# Handling Missing Data

## Missing data conventions

There are genererally two strategies: using a mask that globally indicates missing values, or choosing a sentinel value that indicates a missing entry.

In the masking approach, the mask might be a separate Boolean array, or it may involve appropriation of one bit in the data representation to locally indicate the null status of a value. In the sentinel approach, the sentinel value could be some data-specific convention, such as indicating a missing integer value with -9999 or some rare bit pattern, or it could be more global, e.g. using NaN.

Both have tradeoff: seperate mask requires allocation of extra Boolean array which adds overhead; a sentinel value reduces range of valid values and may require extra logic in CPU and GPU arithmetic. Pandas chose to use sentinels for missing data, deriving from existing Python null values: the special floating-point NaN value, and the Python None object.

## None: Pythonic missing data

Since None is a Python object, it can't be used in arbitrary NumPy/Pandas arrays, but only in arrays with dtype 'object':

In [1]:
import numpy as np
import pandas as pd

In [2]:
vals1 = np.array([1, None, 3, 4])

Required actions:
a) Reproduce the passage of the text on handling missing data starting with "In the masking" and going on through "e.g. using NaN.".
b) Resume the text on handling missing data, carrying it on from the point at which it stops.

Data shown:

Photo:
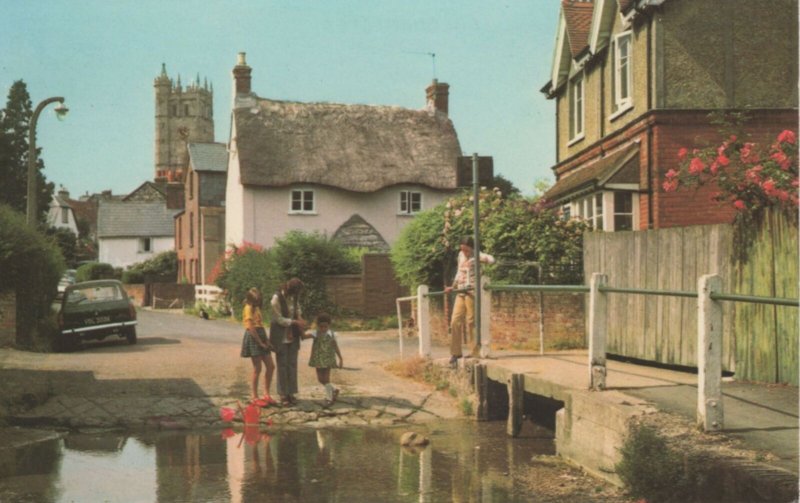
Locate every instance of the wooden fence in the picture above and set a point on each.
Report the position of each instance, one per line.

Responses to the tasks:
a)
In the masking approach, the mask might be a separate Boolean array, or it may involve appropriation of one bit in the data representation to locally indicate the null status of a value. In the sentinel approach, the sentinel value could be some data-specific convention, such as indicating a missing integer value with -9999 or some rare bit pattern, or it could be more global, e.g. using NaN.

b)
vals1

array([1, None, 3, 4], dtype=object)

This means that any operations on this array will be done at the Python level, with much more overhead:

In [5]:
for dtype in ['object', 'int']:
    print("dtype =", dtype)
    %timeit np.arange(1e6, dtype=dtype).sum()
    print()

dtype = object
53.1 ms ± 58.7 µs per loop (mean ± std. dev. of 7 runs, 10 loops each)

dtype = int
1.96 ms ± 5.21 µs per loop (mean ± std. dev. of 7 runs, 1000 loops each)



Also any aggregations on an array with a None value will generally give an error:

In [6]:
vals1.sum()

TypeError: unsupported operand type(s) for +: 'int' and 'NoneType'

## NaN: Missing numerical data

NaN is different: it is a special floating-point value recognised by all systems that use the standard IEEE floating-point representation:

In [7]:
vals2 = np.array([1, np.nan, 3, 4])
vals2.dtype

dtype('float64')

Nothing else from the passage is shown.